◆ **Text block**
# # # # # # #
Emerging only in the mid 1950’s and early 1960’s as a distinct area of scholarly concern, ethnic studies has had an unsympathetic, and mostly neglected, history. The attention of historians, sociologists, anthropologists, political scientists and other humanists and social scientists has traditionally been focused on the “unique Americanness” of America. Captured symbolically by terms such as melting pot, Americanization, “American Dilemma,” “immigrant problem,” “Negro problem,” “new” and “old” immigrants and integration, the nation’s multi-cultural character has been, at once, viewed as a malady and celebrated as the socio-cultural richness that nurtured the “Great American Experiment.” Like the American people generally, scholars have had extraordinary difficulty in intellectually coping with the diversity of cultures and societies that have, in fact, determined the country’s priorities and fostered its growth.

Understanding ethnicity compels its consideration as both a concept and a process, that is, as a theoretical construct and as a system of behavioral and valuative decision-making with which individuals and groups organize life. Only in these terms is ethnicity’s separate integrity from nationality, religion, class, etc., discernable and the complexities of its relationships to these same forces revealed. Confronting ethnicity as a determinant influence also requires that its contemporary connotations and frequent misuse be comprehended. All too commonly, ethnic and blue-collar, “cracker,” racist and conservative are synonymously employed; ethnics condemned as obstacles to “enlightened” social policy; and ethnicity erroneously presumed to denote immigrant behavior, associations and value-orientations. Such simplistic notions only inhibit understanding; in fact, pose useless questions which are incapable of providing insight and clarity.
# # # # # # #
◆ **What the task asks**
Summarize the passage on ethnic studies in two sentences.

◆ **Data excerpt**
# # # # # # #
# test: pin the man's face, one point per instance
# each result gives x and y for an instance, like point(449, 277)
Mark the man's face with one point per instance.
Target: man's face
# # # # # # #
◆ **Response**
Ethnic studies emerged as a distinct field only in the mid-1950s and early 1960s and has had a mostly neglected history, because scholars have traditionally focused on the "unique Americanness" of America and have struggled to cope with the country's cultural diversity. Understanding ethnicity requires treating it as both a concept and a process and grasping how the term is commonly misused, such as equating ethnics with blue-collar, racist, or conservative people, which only hinders understanding.